Quote the lines of the data starting at the line containing "Category: soccer player in black kit" and ending at the line containing "pixel 376 217", with nothing else.

──────── Provided entries ────────

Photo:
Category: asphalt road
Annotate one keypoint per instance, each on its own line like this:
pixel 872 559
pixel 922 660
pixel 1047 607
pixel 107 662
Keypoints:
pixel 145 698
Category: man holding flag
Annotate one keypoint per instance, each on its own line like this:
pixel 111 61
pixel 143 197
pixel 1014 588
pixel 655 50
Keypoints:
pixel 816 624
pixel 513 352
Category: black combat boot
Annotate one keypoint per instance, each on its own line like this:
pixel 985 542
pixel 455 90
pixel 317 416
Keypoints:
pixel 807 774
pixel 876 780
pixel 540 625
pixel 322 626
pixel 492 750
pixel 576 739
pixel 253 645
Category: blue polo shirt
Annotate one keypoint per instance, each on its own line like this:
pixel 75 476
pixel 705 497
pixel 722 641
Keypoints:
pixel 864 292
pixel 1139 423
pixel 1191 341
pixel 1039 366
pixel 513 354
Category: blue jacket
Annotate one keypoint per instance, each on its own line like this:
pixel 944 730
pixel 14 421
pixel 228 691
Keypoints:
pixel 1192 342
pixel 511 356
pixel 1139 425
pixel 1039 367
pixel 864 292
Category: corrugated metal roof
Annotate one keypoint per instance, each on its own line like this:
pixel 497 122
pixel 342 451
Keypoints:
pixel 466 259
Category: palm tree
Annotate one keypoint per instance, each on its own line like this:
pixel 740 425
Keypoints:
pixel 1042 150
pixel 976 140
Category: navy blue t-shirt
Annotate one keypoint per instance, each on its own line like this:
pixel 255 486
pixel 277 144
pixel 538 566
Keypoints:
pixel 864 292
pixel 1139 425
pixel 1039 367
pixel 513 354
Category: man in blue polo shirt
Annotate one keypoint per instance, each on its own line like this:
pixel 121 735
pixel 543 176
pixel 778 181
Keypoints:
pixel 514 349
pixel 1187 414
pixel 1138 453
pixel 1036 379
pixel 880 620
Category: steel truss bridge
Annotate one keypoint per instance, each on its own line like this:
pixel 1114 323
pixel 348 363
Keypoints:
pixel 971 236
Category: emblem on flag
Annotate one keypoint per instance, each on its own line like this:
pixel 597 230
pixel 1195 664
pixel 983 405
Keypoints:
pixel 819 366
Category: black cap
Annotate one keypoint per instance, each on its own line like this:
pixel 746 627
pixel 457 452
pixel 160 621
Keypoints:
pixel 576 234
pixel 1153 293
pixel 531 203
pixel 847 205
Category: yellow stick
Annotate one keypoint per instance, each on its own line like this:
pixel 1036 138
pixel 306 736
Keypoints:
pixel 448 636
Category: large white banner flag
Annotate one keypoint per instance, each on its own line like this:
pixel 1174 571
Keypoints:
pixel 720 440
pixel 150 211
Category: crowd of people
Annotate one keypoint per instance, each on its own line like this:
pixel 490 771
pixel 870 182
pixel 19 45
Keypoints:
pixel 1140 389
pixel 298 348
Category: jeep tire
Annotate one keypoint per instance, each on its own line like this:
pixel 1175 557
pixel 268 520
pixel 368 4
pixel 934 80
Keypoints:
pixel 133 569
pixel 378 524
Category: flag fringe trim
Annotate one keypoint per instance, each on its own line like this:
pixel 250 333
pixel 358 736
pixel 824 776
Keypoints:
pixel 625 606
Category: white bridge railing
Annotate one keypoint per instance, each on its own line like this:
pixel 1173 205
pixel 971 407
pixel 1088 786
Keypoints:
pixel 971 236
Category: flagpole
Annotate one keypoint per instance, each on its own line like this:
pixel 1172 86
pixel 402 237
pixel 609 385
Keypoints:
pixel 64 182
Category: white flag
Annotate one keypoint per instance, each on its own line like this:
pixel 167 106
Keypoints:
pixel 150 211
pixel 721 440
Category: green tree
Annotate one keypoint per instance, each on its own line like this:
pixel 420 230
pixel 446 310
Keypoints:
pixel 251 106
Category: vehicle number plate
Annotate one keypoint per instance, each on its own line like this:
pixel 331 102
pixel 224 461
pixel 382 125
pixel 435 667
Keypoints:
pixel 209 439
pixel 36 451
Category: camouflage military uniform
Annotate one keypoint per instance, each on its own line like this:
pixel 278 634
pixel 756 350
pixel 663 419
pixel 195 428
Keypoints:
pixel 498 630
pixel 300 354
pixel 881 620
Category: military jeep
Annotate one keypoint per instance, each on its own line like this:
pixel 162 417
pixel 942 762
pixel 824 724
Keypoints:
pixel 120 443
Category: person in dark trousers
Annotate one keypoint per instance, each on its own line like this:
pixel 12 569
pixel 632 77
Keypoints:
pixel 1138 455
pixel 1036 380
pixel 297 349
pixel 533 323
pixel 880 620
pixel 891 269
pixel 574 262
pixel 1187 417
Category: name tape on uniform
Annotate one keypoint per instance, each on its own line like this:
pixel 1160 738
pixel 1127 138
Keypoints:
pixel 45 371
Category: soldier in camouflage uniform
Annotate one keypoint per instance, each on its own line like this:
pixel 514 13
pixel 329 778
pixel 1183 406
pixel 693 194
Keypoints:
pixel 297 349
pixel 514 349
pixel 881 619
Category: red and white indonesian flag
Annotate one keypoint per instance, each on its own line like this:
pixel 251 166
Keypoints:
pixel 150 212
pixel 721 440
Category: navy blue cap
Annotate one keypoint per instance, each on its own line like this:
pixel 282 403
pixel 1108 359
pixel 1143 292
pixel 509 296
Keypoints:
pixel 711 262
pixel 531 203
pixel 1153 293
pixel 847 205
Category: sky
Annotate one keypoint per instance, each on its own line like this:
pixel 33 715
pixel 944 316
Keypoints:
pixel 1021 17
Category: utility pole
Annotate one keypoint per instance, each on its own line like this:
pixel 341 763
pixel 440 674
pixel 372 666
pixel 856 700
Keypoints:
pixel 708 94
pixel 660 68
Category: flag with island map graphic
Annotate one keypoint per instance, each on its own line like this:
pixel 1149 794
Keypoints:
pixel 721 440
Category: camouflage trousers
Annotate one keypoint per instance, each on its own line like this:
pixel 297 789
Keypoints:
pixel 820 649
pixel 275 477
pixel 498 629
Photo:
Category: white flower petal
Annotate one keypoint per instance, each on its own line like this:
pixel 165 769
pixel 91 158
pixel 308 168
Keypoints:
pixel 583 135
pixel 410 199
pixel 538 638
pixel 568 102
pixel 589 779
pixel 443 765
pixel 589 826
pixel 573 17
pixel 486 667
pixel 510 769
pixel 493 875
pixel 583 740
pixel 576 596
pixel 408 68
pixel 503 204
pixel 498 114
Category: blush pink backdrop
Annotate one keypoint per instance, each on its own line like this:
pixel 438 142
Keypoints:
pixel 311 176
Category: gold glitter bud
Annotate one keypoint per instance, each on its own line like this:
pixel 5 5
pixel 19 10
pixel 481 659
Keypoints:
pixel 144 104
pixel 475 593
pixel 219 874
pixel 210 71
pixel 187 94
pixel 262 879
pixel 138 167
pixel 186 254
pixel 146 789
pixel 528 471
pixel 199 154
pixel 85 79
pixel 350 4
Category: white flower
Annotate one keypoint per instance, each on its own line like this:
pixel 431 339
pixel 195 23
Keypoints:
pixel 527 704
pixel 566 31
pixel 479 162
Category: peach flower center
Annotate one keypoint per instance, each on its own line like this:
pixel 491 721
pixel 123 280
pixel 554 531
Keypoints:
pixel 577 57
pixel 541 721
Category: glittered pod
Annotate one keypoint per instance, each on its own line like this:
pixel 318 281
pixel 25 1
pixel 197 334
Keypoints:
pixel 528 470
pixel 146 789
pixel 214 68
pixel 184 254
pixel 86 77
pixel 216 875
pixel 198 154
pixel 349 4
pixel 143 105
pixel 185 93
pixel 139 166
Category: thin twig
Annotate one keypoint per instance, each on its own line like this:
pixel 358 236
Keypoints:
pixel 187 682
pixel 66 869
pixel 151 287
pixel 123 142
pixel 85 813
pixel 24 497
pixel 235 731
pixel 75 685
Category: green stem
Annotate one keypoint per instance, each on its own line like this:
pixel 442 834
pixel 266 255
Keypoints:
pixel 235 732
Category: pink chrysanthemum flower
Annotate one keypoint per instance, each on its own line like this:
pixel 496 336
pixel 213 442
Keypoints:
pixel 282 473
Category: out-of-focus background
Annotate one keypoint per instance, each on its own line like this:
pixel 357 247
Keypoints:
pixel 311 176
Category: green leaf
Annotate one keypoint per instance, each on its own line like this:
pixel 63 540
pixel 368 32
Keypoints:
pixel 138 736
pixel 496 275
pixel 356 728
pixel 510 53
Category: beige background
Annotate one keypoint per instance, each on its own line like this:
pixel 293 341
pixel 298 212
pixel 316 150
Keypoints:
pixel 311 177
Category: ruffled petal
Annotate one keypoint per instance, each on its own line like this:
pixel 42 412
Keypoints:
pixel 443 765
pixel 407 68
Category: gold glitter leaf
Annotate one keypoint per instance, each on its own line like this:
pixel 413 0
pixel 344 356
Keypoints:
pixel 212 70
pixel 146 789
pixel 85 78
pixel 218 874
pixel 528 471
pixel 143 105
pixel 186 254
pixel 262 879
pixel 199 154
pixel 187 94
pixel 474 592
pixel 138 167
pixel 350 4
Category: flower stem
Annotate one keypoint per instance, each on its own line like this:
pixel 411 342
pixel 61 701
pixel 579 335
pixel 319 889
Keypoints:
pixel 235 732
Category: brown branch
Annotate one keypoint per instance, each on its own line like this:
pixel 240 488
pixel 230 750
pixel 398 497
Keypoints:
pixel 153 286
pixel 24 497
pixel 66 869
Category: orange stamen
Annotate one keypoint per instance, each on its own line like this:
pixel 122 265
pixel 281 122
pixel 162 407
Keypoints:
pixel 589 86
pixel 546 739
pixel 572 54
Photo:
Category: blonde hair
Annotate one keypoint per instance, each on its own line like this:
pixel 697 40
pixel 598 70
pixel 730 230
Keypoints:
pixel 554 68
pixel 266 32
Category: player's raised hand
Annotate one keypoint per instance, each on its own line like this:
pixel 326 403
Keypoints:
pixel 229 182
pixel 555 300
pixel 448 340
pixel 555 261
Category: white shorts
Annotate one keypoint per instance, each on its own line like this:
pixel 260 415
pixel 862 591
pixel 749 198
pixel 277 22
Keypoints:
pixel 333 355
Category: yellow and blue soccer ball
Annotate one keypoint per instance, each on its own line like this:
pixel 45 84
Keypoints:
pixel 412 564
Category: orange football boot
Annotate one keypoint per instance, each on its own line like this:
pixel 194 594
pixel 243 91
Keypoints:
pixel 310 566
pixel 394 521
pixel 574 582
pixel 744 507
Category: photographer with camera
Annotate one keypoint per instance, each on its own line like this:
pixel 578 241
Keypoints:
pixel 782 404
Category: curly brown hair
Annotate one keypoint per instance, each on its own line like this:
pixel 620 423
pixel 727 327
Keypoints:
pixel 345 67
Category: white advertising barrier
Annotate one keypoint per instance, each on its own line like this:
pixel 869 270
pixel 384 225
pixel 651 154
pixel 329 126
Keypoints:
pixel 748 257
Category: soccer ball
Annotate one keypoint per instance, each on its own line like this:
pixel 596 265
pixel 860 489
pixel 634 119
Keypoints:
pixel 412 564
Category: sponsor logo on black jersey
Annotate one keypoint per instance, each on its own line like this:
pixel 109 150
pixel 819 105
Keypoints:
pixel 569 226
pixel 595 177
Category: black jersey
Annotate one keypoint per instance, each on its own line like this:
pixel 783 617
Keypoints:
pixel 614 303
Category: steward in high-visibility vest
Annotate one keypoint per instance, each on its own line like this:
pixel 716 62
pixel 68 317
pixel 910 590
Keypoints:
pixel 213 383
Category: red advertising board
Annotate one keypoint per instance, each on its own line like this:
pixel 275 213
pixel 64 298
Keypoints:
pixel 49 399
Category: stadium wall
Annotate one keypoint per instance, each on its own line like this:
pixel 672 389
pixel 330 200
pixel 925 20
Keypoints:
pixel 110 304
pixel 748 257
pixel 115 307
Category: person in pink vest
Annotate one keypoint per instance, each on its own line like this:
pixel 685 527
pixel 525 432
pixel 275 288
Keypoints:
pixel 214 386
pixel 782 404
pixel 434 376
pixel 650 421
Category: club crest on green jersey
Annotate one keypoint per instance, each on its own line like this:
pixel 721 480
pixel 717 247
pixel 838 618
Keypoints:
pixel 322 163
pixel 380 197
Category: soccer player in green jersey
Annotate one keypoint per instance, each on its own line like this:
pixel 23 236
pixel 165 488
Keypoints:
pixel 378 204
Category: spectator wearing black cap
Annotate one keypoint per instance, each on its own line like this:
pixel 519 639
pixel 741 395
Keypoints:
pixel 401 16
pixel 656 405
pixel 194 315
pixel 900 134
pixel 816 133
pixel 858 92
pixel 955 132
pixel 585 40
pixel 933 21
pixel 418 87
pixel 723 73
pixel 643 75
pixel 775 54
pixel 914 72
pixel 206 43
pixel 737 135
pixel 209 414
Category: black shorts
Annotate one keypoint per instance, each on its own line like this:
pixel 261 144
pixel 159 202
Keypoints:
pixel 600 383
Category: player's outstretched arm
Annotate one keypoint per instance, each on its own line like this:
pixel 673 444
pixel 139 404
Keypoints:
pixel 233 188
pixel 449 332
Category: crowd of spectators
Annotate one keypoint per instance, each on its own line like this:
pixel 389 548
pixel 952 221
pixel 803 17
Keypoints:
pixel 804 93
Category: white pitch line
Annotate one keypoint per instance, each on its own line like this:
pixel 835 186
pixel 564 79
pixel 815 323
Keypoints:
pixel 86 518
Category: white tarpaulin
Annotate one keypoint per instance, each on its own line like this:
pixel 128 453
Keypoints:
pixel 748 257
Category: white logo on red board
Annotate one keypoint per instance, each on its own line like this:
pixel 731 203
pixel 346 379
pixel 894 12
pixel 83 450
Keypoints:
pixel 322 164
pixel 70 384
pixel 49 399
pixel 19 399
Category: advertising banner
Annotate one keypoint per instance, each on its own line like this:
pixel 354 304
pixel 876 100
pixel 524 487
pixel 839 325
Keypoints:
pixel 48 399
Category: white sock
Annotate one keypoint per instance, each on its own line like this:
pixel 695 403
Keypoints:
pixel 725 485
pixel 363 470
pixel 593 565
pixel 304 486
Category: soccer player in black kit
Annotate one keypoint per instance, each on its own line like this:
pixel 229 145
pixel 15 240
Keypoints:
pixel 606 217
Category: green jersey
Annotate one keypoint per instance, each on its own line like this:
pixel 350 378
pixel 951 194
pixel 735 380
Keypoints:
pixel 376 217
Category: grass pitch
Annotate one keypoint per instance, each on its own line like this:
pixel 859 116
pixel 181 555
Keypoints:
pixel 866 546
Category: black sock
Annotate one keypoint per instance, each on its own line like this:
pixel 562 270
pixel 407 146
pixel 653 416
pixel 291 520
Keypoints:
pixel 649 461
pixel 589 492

────────

• The reply
Category: soccer player in black kit
Annotate one keypoint per instance, each on its own line like this:
pixel 229 145
pixel 15 240
Keypoints:
pixel 606 217
Category: green jersey
Annotate one keypoint per instance, each on its own line like this:
pixel 350 378
pixel 951 194
pixel 735 380
Keypoints:
pixel 376 217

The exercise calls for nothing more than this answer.